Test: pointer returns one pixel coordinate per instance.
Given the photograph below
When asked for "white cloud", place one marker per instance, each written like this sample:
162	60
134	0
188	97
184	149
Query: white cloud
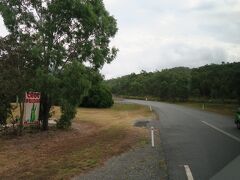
158	34
163	34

________________________________________

# [Exercise instructions]
Reproduce the listing word for word, but keep the pictures out of it.

# [Your response]
Test: pointer returns one pixel coordinate per instance.
Given the photograph below
When asked for "white cloud", place one marker per instance, each written like this sample:
162	60
134	0
188	97
184	149
Query: white cloud
158	34
163	34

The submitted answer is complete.